__What the task asks__.
Rewrite the rows below, changing each "red fabric" to "blue fabric" and leaving everything else as it is.

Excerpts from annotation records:
--- Start ---
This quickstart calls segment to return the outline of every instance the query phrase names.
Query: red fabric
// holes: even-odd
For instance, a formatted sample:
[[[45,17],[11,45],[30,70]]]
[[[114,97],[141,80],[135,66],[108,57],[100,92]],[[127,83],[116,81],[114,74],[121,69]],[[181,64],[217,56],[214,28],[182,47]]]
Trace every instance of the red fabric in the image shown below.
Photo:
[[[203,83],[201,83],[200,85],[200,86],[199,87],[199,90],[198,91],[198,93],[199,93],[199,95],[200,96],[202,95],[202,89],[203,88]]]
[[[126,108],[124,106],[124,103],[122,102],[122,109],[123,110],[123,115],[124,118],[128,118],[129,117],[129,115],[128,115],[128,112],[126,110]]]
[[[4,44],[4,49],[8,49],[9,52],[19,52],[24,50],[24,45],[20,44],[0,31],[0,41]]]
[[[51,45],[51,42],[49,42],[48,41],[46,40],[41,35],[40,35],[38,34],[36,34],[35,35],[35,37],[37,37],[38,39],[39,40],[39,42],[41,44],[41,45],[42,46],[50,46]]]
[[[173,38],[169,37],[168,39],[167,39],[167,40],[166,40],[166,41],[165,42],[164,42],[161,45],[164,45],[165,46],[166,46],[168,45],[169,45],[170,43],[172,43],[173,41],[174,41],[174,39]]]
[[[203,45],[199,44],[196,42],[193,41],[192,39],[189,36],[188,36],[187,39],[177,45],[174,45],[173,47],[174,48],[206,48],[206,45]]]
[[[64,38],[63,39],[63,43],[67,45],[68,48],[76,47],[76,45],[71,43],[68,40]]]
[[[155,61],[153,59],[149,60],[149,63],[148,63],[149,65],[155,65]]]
--- End ---
__Output for this task__.
This quickstart calls segment to return the outline of every instance the query phrase names.
Query: blue fabric
// holes: even-odd
For instance, a formatted sample:
[[[45,17],[11,45],[30,70]]]
[[[114,97],[141,80],[135,66],[108,57],[100,92]],[[127,83],[116,81],[114,74],[121,69]],[[181,64],[217,56],[214,28],[182,47]]]
Trace every instance of the blue fabric in the image shown below.
Photo:
[[[203,83],[201,83],[200,85],[200,86],[199,87],[199,90],[198,91],[198,93],[199,93],[199,95],[200,96],[202,95],[202,89],[203,88]]]
[[[126,108],[124,106],[124,103],[122,102],[122,109],[123,110],[123,115],[124,118],[128,118],[129,117],[129,115],[128,115],[128,112],[126,110]]]
[[[4,44],[4,49],[8,49],[9,52],[19,52],[24,50],[24,45],[20,44],[0,31],[0,41]]]
[[[51,45],[51,42],[49,42],[48,41],[46,40],[41,35],[40,35],[38,34],[36,34],[35,35],[35,37],[37,37],[38,39],[39,40],[39,42],[41,44],[41,45],[42,46],[50,46]]]
[[[173,38],[169,37],[168,39],[167,39],[167,40],[166,40],[166,41],[165,42],[164,42],[161,45],[164,45],[165,46],[166,46],[168,45],[169,45],[170,43],[172,43],[173,41],[174,41],[174,39]]]
[[[203,45],[199,44],[196,42],[193,41],[192,39],[189,36],[188,36],[187,39],[177,45],[174,45],[173,47],[174,48],[206,48],[206,45]]]
[[[64,38],[63,39],[63,43],[67,45],[68,48],[76,47],[76,45],[71,43],[68,40]]]
[[[155,61],[153,59],[149,60],[149,63],[148,63],[149,65],[155,65]]]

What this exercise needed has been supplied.